Trecho fornecido:
_ _ _ _ _
# 1 - Captura dos Dados - Letras.Mus.Br

In [1]:
import requests
import re
import json
import pandas as pd
from tqdm import tqdm
from bs4 import BeautifulSoup as soup

## 1.1 Extração dos Links das Músicas

In [2]:
#Extração dos links das músicas dos gêneros
def musicLinks(criteria,search,length):
    if criteria in ['genre','artist']:
        headers = {'User-Agent': 'Mozilla/5.0 (Windows NT 6.1; WOW64; rv:50.0) Gecko/20100101 Firefox/50.0'}
        lyrics_ref = []
        if criteria == 'genre':
            search_by_genre = 'https://www.letras.mus.br/mais-acessadas/{}/'
            for genre in search:
                my_url = search_by_genre.format(genre)
                page = requests.get(my_url, headers=headers)
                page_soup = soup(page.content, "lxml")
                links_container = page_soup.findAll("ol",{"class":"top-list_mus cnt-list--col1-3"})
                page_soup = soup(str(links_container), "lxml")
                links_array = page_soup.findAll("a")
                i = 0
                while i < length:
                    lyrics_ref.append(str("https://www.letras.mus.br"+links_array[i].attrs['href']).replace("['","").replace("']",""))
                    i+=1
                print('{} songs by {} were found and retrieved.'.format(str(i),genre))
        else:
            search_by_artist = 'https://www.letras.mus.br/{}/mais_tocadas.html'
            for artist in search:
                my_url = search_by_artist.format(artist)
                page = requests.get(my_url, headers=headers)
                page_soup = soup(page.content, "lxml")
                links_container = page_soup.findAll("li",{"class":"cnt-list-row -song is-visible"})
                if len(links_container)>=length:
                    page_soup = soup(str(links_container), "lxml")
                    i = 0
                    print('Collecting {} songs by {}.'.format(len(links_container),artist))
_ _ _ _ _
Enunciado 1:
Responda com base no código de captura do Letras.Mus.Br:
(a) Com que nome a classe BeautifulSoup é importada?
(b) Quais valores de criteria a função musicLinks aceita?
(c) Na busca por artista, qual classe da tag "li" é procurada?
Enunciado 2: Dê continuidade ao código de captura de músicas do Letras.Mus.Br a partir da última linha mostrada.

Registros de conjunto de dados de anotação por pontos
_ _ _ _ _
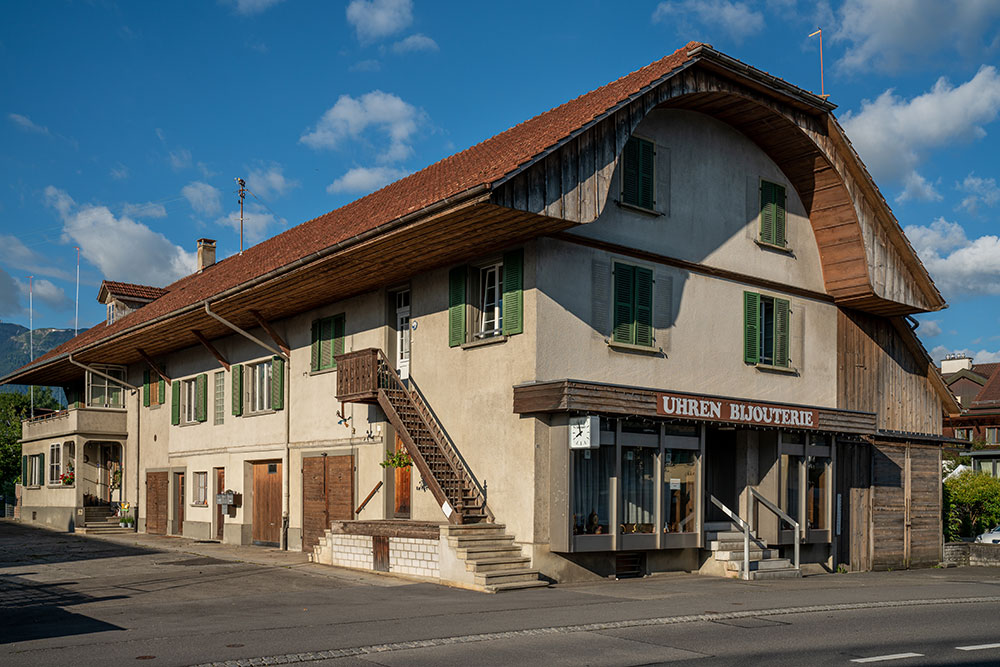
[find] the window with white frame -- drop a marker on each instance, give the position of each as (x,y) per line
(105,392)
(490,300)
(219,397)
(259,387)
(55,463)
(200,488)
(189,401)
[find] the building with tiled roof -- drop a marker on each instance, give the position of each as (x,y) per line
(598,337)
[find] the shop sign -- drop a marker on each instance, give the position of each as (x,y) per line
(739,412)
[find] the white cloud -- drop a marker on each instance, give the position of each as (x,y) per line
(892,34)
(48,293)
(148,210)
(363,180)
(418,42)
(180,158)
(121,248)
(980,191)
(930,328)
(893,135)
(256,221)
(351,117)
(375,19)
(735,18)
(270,182)
(204,198)
(957,264)
(27,124)
(249,7)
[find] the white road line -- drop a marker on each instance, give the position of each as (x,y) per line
(977,647)
(894,656)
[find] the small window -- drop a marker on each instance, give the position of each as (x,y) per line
(638,177)
(772,213)
(633,305)
(200,488)
(259,387)
(219,398)
(765,323)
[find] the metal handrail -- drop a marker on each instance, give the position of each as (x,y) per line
(745,567)
(781,514)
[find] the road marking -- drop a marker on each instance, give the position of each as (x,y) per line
(894,656)
(977,647)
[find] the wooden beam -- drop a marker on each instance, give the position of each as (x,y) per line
(211,348)
(156,369)
(266,326)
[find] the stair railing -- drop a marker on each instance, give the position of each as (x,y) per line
(448,449)
(782,515)
(745,568)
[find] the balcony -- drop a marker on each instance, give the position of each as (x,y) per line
(94,422)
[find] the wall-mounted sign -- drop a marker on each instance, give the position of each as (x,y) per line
(738,412)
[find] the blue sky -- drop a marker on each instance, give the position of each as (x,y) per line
(124,125)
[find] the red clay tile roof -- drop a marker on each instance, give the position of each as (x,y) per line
(482,164)
(133,291)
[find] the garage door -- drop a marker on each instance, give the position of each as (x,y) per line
(156,503)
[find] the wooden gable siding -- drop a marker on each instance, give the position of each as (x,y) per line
(867,263)
(878,372)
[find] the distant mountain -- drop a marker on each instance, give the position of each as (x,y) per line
(15,346)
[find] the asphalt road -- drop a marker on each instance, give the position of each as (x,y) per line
(72,600)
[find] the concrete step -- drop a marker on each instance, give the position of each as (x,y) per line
(496,564)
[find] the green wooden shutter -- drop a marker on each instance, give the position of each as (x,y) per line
(647,195)
(277,383)
(237,392)
(175,403)
(781,310)
(456,306)
(201,390)
(751,327)
(623,331)
(339,328)
(779,214)
(643,307)
(766,212)
(314,364)
(630,172)
(513,292)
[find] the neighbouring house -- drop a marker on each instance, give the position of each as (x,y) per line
(604,342)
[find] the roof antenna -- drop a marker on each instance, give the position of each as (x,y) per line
(822,90)
(243,193)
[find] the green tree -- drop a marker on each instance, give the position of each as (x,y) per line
(971,504)
(15,407)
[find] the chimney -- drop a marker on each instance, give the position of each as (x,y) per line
(955,362)
(206,253)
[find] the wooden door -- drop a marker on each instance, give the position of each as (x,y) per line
(327,495)
(156,503)
(401,487)
(179,487)
(266,529)
(220,519)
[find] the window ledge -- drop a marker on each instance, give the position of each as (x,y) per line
(483,342)
(768,368)
(640,209)
(631,347)
(774,246)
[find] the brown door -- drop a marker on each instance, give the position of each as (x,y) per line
(401,488)
(156,503)
(327,495)
(179,486)
(267,503)
(220,486)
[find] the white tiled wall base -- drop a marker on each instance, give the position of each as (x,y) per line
(407,555)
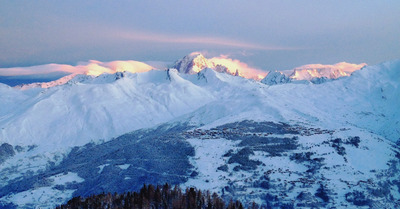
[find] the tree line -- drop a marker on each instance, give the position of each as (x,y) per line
(157,197)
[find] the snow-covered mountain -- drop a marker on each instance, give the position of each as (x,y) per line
(314,73)
(328,145)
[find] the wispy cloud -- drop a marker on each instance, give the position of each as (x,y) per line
(187,39)
(92,67)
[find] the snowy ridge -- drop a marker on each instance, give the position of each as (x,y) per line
(346,122)
(314,73)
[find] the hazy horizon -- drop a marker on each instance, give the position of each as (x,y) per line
(266,35)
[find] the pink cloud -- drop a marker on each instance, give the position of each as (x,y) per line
(93,67)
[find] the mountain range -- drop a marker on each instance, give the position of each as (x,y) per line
(297,143)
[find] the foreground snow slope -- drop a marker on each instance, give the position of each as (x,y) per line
(238,137)
(89,108)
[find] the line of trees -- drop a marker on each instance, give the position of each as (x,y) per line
(157,197)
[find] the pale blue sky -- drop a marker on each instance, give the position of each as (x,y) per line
(270,35)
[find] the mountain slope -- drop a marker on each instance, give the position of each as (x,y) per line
(235,136)
(314,73)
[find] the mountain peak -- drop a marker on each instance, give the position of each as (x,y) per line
(193,63)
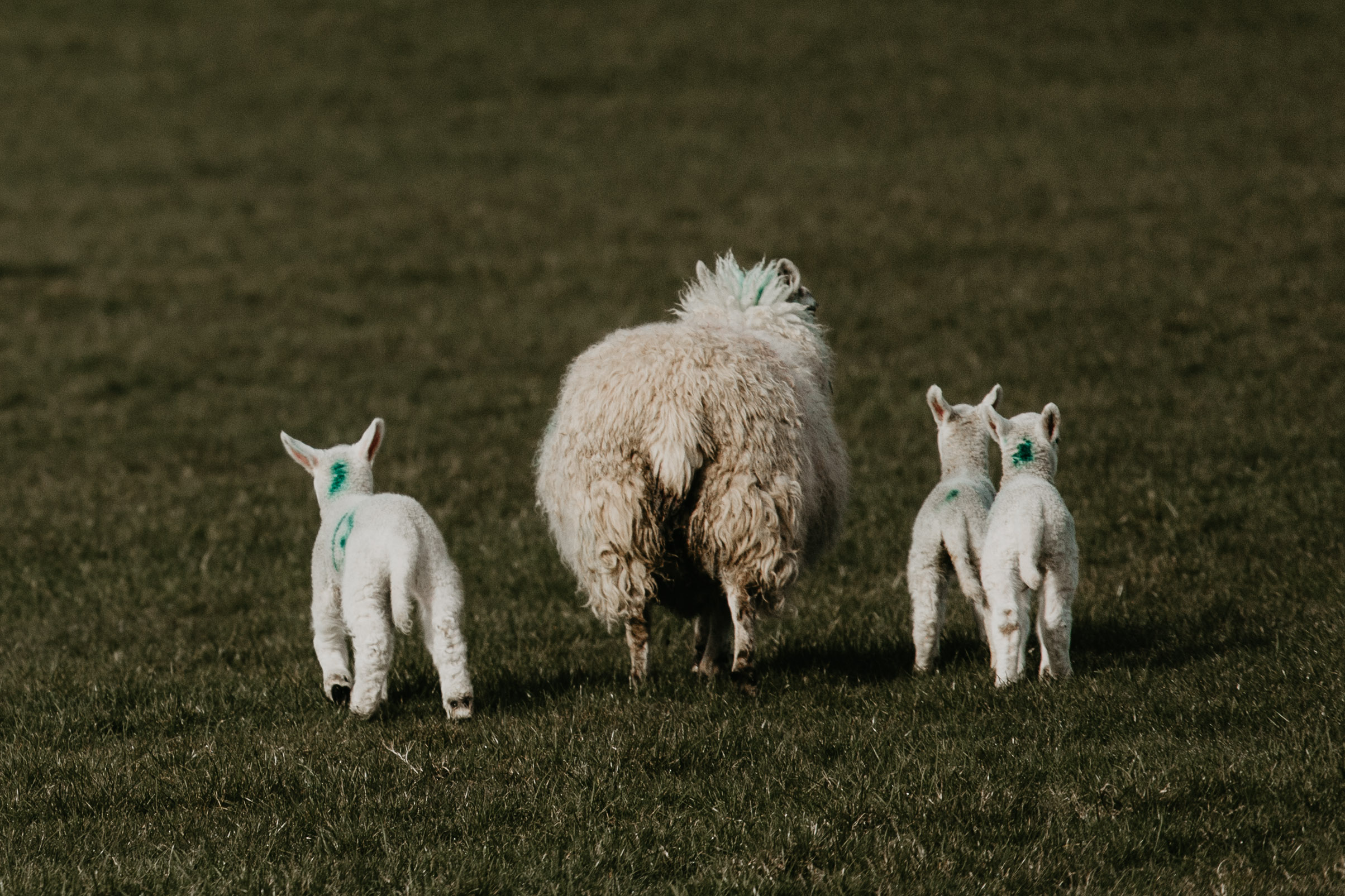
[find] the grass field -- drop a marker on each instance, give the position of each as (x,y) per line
(223,219)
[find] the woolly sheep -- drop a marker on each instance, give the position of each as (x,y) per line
(694,464)
(374,555)
(1029,548)
(951,524)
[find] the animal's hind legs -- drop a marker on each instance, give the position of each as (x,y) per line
(744,641)
(371,636)
(1055,620)
(713,639)
(330,645)
(928,606)
(638,640)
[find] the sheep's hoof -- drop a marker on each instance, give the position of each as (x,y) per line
(746,680)
(459,708)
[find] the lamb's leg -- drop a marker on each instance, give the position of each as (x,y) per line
(928,606)
(449,649)
(744,643)
(330,643)
(638,640)
(969,579)
(714,639)
(1007,624)
(1055,620)
(368,617)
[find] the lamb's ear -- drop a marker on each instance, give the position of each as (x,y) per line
(996,424)
(941,410)
(1051,422)
(369,442)
(304,456)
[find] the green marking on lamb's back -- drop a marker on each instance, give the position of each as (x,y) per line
(340,472)
(1023,454)
(340,536)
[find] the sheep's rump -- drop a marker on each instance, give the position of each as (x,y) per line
(685,453)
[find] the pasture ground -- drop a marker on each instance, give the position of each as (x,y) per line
(221,219)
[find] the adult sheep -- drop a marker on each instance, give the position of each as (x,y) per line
(694,464)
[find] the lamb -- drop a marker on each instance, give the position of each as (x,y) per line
(951,524)
(374,555)
(694,462)
(1029,548)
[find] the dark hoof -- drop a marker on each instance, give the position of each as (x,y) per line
(746,680)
_ _ _ _ _
Resposta 1:
(a) soup
(b) 'genre' e 'artist'
(c) "cnt-list-row -song is-visible"

Resposta 2:
                    while i < length:
                        lyrics_ref.append(str(links_container[i].attrs['data-shareurl']))
                        i+=1
                else:
                    print('Only {} songs by {} were found and retrieved.'.format(len(links_container),artist))
                    for links in links_container:
                        lyrics_ref.append(str(links.attrs['data-shareurl']))
    else:
        print('Invalid Criteria')
    return lyrics_ref

In [3]:
#Lista dos generos para extração. Obtida de "www.letras.mus.br/estilos"
#genres = ['rock-roll', 'punk-rock', 'heavy-metal', 'tecnopop', 'hard-rock', 'power-pop', 'soft-rock', 'post-rock', 'poprock', 'progressivo']
#genres = ['samba','pagode']
#artists = ['ariana-grande']

search = ['rock-roll']

In [4]:
links = musicLinks('genre',search,100)

100 songs by rock-roll were found and retrieved.


In [5]:
len(links)

100

In [6]:
#Exportar
music_links = pd.DataFrame({'music': links})
music_links.to_csv('music_links.csv',index=False)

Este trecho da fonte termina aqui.